Segment Start: Excerpt to read
We spent a lot of time this afternoon digesting not only our lunches, but more than a little technical history of tantric thought as it’s evolved in time. Chinnamasta is an important character for the Shakta (Goddess) lineages of tantra because she proposes a vision of empowerment that happens from the inside out. Traditionally, Shaktipat is defined as the “descent of power” and a process of initiation by which a guru empowers a disciple’s spiritual practice. Chinnamasta radically subverts that traditional approach. Instead she embodies a process by which one relies not on an outsider or guru for such a gift, but rather, one’s own power of self-inquiry and self-reflection. The sword with which she removes her own head is that blade of inquiry. Chopping off her very own head is not a violent, injurious act; but rather an outcome of desire and self-permission. My teacher Douglas has said about her, “We all feel things profoundly and deeply and Chinnamasta is that presence in us – the desire and permission to experience the whole of ourselves. She is the longing we all have to imbibe the power of our own direct experience.”
Segment End: Excerpt to read
Segment Start: Data records
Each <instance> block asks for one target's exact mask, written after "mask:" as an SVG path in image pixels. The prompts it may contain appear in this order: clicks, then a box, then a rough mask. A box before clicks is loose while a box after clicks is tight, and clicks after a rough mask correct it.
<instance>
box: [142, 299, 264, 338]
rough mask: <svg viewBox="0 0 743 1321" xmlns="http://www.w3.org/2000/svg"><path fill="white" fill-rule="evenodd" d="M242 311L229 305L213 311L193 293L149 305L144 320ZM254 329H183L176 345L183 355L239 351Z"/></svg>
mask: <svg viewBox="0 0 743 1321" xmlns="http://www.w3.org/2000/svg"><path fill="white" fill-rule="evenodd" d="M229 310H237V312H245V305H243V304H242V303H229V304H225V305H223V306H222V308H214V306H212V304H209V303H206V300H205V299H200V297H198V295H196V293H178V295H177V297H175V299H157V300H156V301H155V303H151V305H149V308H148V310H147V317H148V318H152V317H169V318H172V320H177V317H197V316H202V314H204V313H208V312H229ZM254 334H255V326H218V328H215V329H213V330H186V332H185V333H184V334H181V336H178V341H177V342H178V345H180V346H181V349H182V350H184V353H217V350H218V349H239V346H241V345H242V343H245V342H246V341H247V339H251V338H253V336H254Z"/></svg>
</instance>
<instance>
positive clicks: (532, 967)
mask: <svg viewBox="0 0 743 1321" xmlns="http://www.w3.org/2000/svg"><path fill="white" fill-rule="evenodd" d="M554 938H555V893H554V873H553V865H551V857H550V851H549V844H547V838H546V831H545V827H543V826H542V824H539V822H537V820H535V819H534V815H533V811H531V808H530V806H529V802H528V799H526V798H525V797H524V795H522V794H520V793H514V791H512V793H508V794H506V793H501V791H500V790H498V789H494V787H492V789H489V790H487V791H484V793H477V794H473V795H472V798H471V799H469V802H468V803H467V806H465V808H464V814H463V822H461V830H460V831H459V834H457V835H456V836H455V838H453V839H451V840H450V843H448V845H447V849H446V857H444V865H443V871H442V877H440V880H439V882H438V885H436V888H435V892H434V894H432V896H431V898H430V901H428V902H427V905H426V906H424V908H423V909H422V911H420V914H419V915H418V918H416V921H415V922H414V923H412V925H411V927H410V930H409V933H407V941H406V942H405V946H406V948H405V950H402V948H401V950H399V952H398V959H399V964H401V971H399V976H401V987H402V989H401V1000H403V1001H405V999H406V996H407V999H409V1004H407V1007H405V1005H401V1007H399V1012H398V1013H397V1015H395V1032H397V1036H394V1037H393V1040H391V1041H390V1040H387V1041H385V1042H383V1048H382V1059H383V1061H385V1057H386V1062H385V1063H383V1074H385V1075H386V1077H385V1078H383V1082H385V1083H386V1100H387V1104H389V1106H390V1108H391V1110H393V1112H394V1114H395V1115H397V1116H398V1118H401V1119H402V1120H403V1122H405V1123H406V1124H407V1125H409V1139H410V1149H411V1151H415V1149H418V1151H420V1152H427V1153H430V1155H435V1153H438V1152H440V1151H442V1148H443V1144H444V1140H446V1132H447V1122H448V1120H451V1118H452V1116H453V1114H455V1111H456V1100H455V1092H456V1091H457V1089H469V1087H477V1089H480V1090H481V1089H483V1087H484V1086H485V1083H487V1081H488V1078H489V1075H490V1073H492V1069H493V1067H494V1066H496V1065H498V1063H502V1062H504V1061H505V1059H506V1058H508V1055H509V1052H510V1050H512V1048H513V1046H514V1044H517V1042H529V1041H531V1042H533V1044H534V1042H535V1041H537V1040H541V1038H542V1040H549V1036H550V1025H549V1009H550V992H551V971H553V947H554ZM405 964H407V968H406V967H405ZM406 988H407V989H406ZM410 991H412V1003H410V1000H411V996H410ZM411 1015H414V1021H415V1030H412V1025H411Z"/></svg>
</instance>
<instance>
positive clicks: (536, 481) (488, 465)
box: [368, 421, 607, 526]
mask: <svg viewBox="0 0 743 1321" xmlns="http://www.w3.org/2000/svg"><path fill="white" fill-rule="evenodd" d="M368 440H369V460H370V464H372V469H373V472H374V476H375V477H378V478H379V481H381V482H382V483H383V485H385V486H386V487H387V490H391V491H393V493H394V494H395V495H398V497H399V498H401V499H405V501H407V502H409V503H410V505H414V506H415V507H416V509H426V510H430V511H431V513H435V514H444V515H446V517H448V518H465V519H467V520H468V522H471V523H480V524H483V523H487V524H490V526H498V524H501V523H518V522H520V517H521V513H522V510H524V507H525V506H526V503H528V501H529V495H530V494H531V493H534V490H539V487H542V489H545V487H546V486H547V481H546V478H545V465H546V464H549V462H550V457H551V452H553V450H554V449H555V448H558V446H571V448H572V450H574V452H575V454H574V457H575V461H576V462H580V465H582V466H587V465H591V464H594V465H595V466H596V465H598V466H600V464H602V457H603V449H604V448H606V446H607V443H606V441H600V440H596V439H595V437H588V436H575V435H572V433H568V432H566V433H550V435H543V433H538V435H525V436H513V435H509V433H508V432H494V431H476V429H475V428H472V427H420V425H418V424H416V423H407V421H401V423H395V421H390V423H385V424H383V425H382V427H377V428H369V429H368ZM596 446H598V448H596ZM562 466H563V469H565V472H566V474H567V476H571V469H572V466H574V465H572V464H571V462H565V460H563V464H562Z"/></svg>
Segment End: Data records
- What the exercise asks -
Pick up the passage on Chinnamasta and tantric empowerment above, continuing it from its final sentence.

- Task answer -
The weapon she uses makes a horizontal cut. In this way the flow of her power swings laterally along the horizon. And so she is a powerful representation of flow and movement for the information age. I have come to reflect on my own life so much more clearly over the past few years because I’ve been reading blogs and other material written by a community of fellow seekers. To read about someone else’s insights is a lateral process of discovery. I don’t have to get privileged access to a singular being who has all the answers. The community itself is the power - and the process of reading and reflecting moves across a horizon of ever-expanding knowledge. That lateral swing then gives me access to my own power. And I get to imbibe the resonance of my own direct experience through someone else’s writing- often in the form of a silly or snarky quip that is a friend’s status update!

So what happens when a group of seekers come together in person to meditate on such an energy? In Shakta lineages, the “guru” is not a single solitary figure who dispenses spiritual power. Instead, the community of seekers itself is the guru. As I’ve already described it above, this is a great model for our time. Shaktipat is then not the thing we get, but the thing we come together to have - and share. Rather than going to a guru to get an initiation, we come together to have an experience, to share. I taught today’s group Chinnamasta’s bija mantra as it was passed to me. And then we sat and breathed and closed our eyes and took it to heart.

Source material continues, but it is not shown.